This is an archive of the discontinued LLVM Phabricator instance.

[X86][X86 intrinsics]Folding cmp(sub(a,b),0) into cmp(a,b) optimization
ClosedPublic

Authored by m_zuckerman on Mar 27 2017, 8:42 AM.

Details

Summary

This patch is a part of two reviews and base on the https://reviews.llvm.org/D31396.

This patch adds new optimization (Folding cmp(sub(a,b),0) into cmp(a,b))
to instCombineCall pass and was written specific for X86 CMP intrinsics.

Diff Detail

Event Timeline

RKSimon edited edge metadata.
RKSimon added a subscriber: llvm-commits.

Please make sure you always include llvm-commits as a subscriber in future patches.

lib/Transforms/InstCombine/InstCombineCalls.cpp
2401

Pull out these repeated calls to getFastMathFlags:

FastMathFlags FMFs = I->getFastMathFlags();
test/Transforms/InstCombine/X86FsubCmpCombine.ll
1 ↗(On Diff #93138)

**Problems and tasks**.
• a. Count the lines of the records that contain the string "tunic", and reply with that number alone.
• b. Write what follows the last line of the code review page on folding cmp(sub(a,b),0) into cmp(a,b).

**Data for the task**.
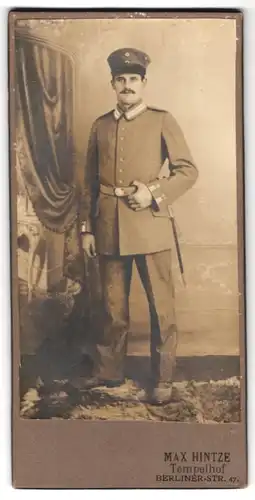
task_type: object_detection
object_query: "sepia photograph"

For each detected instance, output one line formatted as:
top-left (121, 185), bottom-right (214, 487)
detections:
top-left (10, 12), bottom-right (244, 424)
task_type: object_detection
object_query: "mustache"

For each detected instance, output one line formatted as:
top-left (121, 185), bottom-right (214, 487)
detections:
top-left (120, 89), bottom-right (135, 94)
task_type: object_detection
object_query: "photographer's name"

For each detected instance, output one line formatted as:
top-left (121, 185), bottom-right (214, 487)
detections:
top-left (164, 451), bottom-right (231, 464)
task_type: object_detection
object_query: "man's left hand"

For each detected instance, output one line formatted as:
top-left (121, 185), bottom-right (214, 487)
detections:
top-left (128, 181), bottom-right (152, 212)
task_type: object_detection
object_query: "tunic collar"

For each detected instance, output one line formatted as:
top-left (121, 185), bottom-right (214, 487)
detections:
top-left (113, 102), bottom-right (147, 120)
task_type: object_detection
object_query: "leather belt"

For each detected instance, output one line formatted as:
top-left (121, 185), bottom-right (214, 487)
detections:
top-left (100, 184), bottom-right (137, 198)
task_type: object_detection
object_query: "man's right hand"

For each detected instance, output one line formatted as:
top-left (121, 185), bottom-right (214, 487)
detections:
top-left (81, 233), bottom-right (96, 257)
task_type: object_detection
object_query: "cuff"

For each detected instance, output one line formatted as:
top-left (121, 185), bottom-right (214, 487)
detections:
top-left (147, 181), bottom-right (167, 210)
top-left (80, 221), bottom-right (92, 234)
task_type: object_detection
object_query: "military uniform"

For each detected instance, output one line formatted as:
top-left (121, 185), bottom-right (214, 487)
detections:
top-left (81, 49), bottom-right (198, 384)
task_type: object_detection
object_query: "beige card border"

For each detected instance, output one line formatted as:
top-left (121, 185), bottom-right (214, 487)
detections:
top-left (9, 10), bottom-right (247, 488)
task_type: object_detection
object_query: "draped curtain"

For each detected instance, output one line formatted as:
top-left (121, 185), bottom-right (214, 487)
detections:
top-left (15, 34), bottom-right (88, 282)
top-left (15, 37), bottom-right (77, 233)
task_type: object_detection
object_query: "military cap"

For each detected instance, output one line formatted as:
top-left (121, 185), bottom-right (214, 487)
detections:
top-left (107, 48), bottom-right (151, 76)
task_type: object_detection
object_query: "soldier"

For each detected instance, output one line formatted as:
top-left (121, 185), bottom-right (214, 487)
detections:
top-left (81, 48), bottom-right (198, 403)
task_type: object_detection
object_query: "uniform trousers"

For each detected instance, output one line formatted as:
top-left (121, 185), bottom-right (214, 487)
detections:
top-left (93, 250), bottom-right (177, 386)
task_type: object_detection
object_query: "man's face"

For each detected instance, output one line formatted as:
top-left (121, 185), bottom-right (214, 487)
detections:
top-left (112, 73), bottom-right (146, 106)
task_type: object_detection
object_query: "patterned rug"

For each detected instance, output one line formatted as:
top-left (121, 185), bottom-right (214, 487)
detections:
top-left (20, 377), bottom-right (240, 424)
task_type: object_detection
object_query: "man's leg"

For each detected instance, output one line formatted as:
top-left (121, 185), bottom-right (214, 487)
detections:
top-left (136, 250), bottom-right (177, 387)
top-left (93, 255), bottom-right (133, 381)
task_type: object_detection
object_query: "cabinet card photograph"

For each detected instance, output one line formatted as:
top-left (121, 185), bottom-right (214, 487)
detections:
top-left (10, 11), bottom-right (245, 487)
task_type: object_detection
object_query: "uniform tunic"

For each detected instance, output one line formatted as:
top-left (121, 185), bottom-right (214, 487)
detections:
top-left (81, 103), bottom-right (197, 255)
top-left (81, 103), bottom-right (197, 385)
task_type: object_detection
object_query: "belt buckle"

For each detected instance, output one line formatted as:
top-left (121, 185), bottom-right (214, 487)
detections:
top-left (114, 187), bottom-right (125, 197)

**Responses by task**.
• a. 2

• b.
Regenerate with utils/update_test_checks.py

5 ↗(On Diff #93138)

maybe split these into one test per intrinsic? also do tests for safe algebra (or maybe one of the other fmfs each per test).

12 ↗(On Diff #93138)

clean this up if possible

m_zuckerman marked 4 inline comments as done.
spatel edited edge metadata.Mar 31 2017, 7:25 AM
spatel added a subscriber: scanon.

If this transform is valid (cc'ing @scanon), then should we also do this for general IR?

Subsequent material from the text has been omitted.